[TRECHO DO TEXTO]

E como o Brasil dá valor ao papel. Além de usar, a gente guarda muito papel. Contas, guias, contratos, apólices, prontuários. Já imaginou reciclar tudo isso? Nem pense.
Existem leis que dão vida longa à papelada. Alguns documentos, como notas fiscais e recibos, precisam ficar guardados por cinco anos. Outros, como as guias do fundo de garantia, por 30 anos.
Por causa disso, surgiu um belo negócio: empresas que guardam os papéis de outras empresas. E, na maioria das vezes, guardam para nada.
“Somente 10% dos documentos serão acessados para algum tipo informação, necessidade ou ação legal. É guarda pura. Nenhum fiscal vai querer olhar”, aponta Eduardo Gutierrez, presidente da empresa.
Hoje, muitos documentos já são digitalizados. Ficam na memória do computador. Mas a lei é implacável. “O papel precisa ser guardado”, afirma Gutierrez.
Tanta consideração pelo papel vem de longe. “Papel inglês, de peixe, era tudo importado, você vê, olha a grossura dele. Uma qualidade que você não encontra mais. Eu chamo meu tesouro de papel. Esse é meu tesouro”, conta o tabelião Aldo Godinho Filho.
No cartório do Seu Aldo, estão papeis com mais de 200 anos. Por herança de Portugal, desde que o Brasil era colônia, os cartórios atestam a verdade dos documentos. Hoje, quando o papel é colocado em dúvida, é preciso confirmar que a cópia é autêntica, que a assinatura confere. Afinal, a palavra do tabelião, o responsável pelo cartório, vale mais do que a nossa.

[CONJUNTO DE TAREFAS]
1. Responda às perguntas abaixo com base no texto sobre a guarda de documentos em papel.
(a) Por quanto tempo as guias do fundo de garantia precisam ficar guardadas?
(b) Segundo Eduardo Gutierrez, que percentual dos documentos será acessado para algum tipo de informação, necessidade ou ação legal?
(c) Que idade têm alguns dos papéis guardados no cartório do Seu Aldo?
2. Dê prosseguimento ao texto sobre a guarda de documentos em papel, começando logo após a última frase apresentada.

[INFORMAÇÕES]
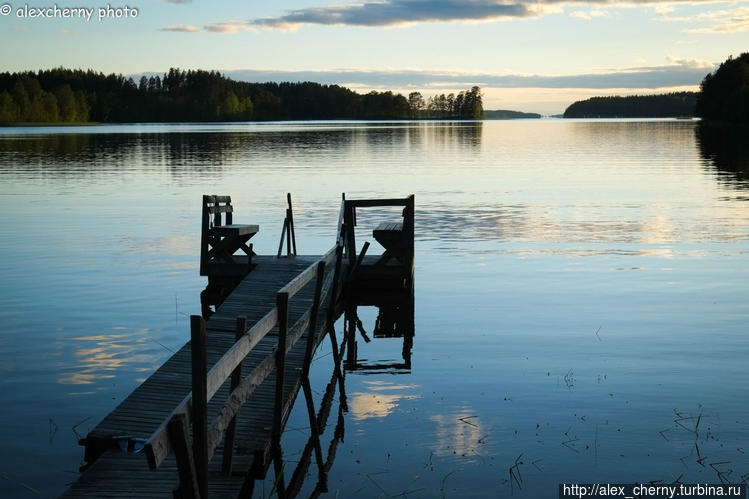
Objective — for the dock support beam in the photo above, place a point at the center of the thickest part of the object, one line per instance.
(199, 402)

--

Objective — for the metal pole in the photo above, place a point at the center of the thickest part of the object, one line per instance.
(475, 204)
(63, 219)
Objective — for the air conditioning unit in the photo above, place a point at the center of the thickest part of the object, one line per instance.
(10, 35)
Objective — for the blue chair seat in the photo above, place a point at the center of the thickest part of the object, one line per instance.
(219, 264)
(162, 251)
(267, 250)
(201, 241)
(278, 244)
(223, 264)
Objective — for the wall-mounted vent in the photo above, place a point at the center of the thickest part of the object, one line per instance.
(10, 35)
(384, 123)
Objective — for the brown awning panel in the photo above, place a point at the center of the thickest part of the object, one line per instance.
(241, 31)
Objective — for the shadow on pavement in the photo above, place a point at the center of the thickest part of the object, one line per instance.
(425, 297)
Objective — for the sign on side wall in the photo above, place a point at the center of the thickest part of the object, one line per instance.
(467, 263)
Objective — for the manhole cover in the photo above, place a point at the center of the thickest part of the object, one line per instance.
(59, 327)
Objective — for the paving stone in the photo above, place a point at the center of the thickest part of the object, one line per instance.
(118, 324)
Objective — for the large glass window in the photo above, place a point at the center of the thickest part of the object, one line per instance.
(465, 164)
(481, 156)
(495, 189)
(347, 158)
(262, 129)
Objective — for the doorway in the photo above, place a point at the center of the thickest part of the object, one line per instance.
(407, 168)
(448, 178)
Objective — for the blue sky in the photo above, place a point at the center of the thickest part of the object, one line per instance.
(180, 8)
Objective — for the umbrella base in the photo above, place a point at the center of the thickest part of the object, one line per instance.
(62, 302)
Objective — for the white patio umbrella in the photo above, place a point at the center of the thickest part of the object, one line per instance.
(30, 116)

[RESPOSTAS REDIGIDAS]
1.
(a) Por 30 anos.
(b) Somente 10%.
(c) Mais de 200 anos.

2.
“Eu sou um profissional do direito, dotado de fé pública. O que é fé publica: a minha palavra vale erga omnes. Ela é sólida. Ela existe. Só através de prova em contrário, devidamente fundamentada, é que a minha fé pública será abalada”, explica Seu Aldo.
O economista Hélio Beltrão, que foi ministro da desburocratização no governo João Figueiredo, dizia que duvidar, de antemão, do cidadão comum provoca burocracia: "No Brasil, em vez de se colocar o falsário na cadeia, obrigam-se todas as pessoas a provar sistematicamente, com documentos, que não são desonestas".
E tratada como desonesta se sente a pesquisadora Lygia da Veiga Pereira. “O meu empregador, o governo, quem está financiando a minha pesquisa, cria mecanismo de controle, provavelmente para prevenir contrabando, para prevenir a entrada de produtos perigosos no país. Eu entendo, mas ele me trata, pesquisadora, funcionária dele, financiada por ele, como se eu fosse uma potencial contrabandista”, comenta Lygia da Veiga Pereira chefe do Departamento De Células-Tronco Embrionárias da USP.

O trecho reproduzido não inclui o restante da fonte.